Exercise requirements: Copy each of the entries below faithfully, setting aside any pictures.

Dataset excerpts on object pointing:

━━━━━━━━━━━━━━━━━━━━━━━━━━━━━━

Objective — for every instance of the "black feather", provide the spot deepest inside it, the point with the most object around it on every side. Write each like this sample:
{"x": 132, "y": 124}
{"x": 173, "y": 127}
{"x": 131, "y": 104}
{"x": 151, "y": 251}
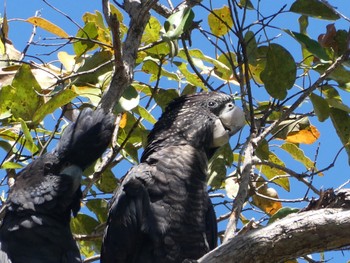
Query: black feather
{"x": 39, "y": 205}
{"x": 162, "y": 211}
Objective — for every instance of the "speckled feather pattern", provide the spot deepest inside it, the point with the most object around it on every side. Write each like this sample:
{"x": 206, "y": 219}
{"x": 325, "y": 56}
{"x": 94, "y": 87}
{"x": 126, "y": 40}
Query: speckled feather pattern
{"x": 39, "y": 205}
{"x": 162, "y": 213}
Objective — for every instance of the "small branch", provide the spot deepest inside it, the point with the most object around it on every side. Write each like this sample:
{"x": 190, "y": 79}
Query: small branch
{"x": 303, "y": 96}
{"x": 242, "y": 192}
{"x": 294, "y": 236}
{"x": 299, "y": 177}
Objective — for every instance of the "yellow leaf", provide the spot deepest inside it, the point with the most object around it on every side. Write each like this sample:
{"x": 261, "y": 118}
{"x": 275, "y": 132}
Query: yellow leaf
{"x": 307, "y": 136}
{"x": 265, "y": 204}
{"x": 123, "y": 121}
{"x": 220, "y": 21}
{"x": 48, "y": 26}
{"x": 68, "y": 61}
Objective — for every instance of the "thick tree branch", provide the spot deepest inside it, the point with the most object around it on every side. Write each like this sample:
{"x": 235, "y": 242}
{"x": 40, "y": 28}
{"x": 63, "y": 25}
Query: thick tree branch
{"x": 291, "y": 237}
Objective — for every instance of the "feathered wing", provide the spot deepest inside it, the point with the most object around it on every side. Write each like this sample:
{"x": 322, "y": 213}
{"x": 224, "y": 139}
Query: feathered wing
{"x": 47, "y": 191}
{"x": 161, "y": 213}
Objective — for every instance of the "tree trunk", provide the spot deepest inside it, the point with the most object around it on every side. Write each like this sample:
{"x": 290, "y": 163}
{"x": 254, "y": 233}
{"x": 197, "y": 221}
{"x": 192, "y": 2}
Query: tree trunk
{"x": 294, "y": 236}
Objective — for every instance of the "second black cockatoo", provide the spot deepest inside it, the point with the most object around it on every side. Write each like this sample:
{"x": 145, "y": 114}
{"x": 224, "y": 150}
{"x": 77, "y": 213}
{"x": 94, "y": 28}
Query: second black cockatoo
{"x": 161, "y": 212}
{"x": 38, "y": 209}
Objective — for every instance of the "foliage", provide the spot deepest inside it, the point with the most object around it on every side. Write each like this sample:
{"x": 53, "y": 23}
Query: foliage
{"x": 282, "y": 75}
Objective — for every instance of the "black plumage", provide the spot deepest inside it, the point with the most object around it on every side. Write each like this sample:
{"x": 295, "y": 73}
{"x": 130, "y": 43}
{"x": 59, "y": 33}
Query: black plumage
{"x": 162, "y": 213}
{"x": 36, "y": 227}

━━━━━━━━━━━━━━━━━━━━━━━━━━━━━━

Response to the exercise:
Objective — for every instance of the "black feather", provide the spot deepest inside it, the point with the most object around it on every side. Write each like this sample:
{"x": 132, "y": 124}
{"x": 173, "y": 127}
{"x": 131, "y": 104}
{"x": 151, "y": 251}
Query: black feather
{"x": 39, "y": 205}
{"x": 162, "y": 211}
Objective — for every instance of the "speckled feather pattern", provide the spot deepest inside it, the point with the most object around it on every side. Write each like this sample:
{"x": 206, "y": 219}
{"x": 325, "y": 56}
{"x": 94, "y": 87}
{"x": 126, "y": 40}
Query: speckled feather pattern
{"x": 39, "y": 205}
{"x": 162, "y": 213}
Objective — for every instance of the "small branch", provide the spot deepest inside it, the point with the most object around it on every side. Write each like this sample:
{"x": 190, "y": 79}
Query: small branch
{"x": 303, "y": 96}
{"x": 242, "y": 192}
{"x": 294, "y": 236}
{"x": 299, "y": 177}
Objective — for every instance of the "yellow leaf", provide the spot deepest inside it, the point with the most object around it on every side. Write each like this sample:
{"x": 261, "y": 118}
{"x": 275, "y": 132}
Query: yellow leaf
{"x": 307, "y": 136}
{"x": 265, "y": 204}
{"x": 123, "y": 121}
{"x": 220, "y": 21}
{"x": 48, "y": 26}
{"x": 68, "y": 61}
Objective — for every instance of the "thick tree branch", provide the spot deepest inside it, the point with the most object around it on every side. Write each like this sample:
{"x": 235, "y": 242}
{"x": 40, "y": 28}
{"x": 63, "y": 25}
Query: thick tree branch
{"x": 291, "y": 237}
Objective — for every instance of the "feathered wing", provide the spot deepest inside it, the point with the most object around it on every side. Write each like this sample:
{"x": 322, "y": 213}
{"x": 224, "y": 139}
Query: feathered wing
{"x": 47, "y": 191}
{"x": 161, "y": 213}
Objective — for every instance of the "tree trunk", provide the spot deepest inside it, the point with the most object around it on every side. Write each like this sample:
{"x": 290, "y": 163}
{"x": 254, "y": 233}
{"x": 197, "y": 221}
{"x": 192, "y": 2}
Query: tree trunk
{"x": 294, "y": 236}
Objective — for every instance of the "second black cockatoo", provide the spot deepest inside it, the point with the most object around it on every side. Write each like this sample:
{"x": 145, "y": 114}
{"x": 224, "y": 150}
{"x": 77, "y": 213}
{"x": 94, "y": 28}
Query: second black cockatoo
{"x": 161, "y": 212}
{"x": 38, "y": 209}
Objective — for every instance of the "foliage", provide the spot deepest inside it, the point with the most object around it on every side. Write each like this sample:
{"x": 53, "y": 23}
Query: foliage
{"x": 282, "y": 75}
Objective — for every instance of the "black plumage", provide the spot deepest inside it, the point with the most object around it on every side. Write each like this sample:
{"x": 295, "y": 73}
{"x": 130, "y": 43}
{"x": 59, "y": 33}
Query: black plumage
{"x": 162, "y": 213}
{"x": 36, "y": 227}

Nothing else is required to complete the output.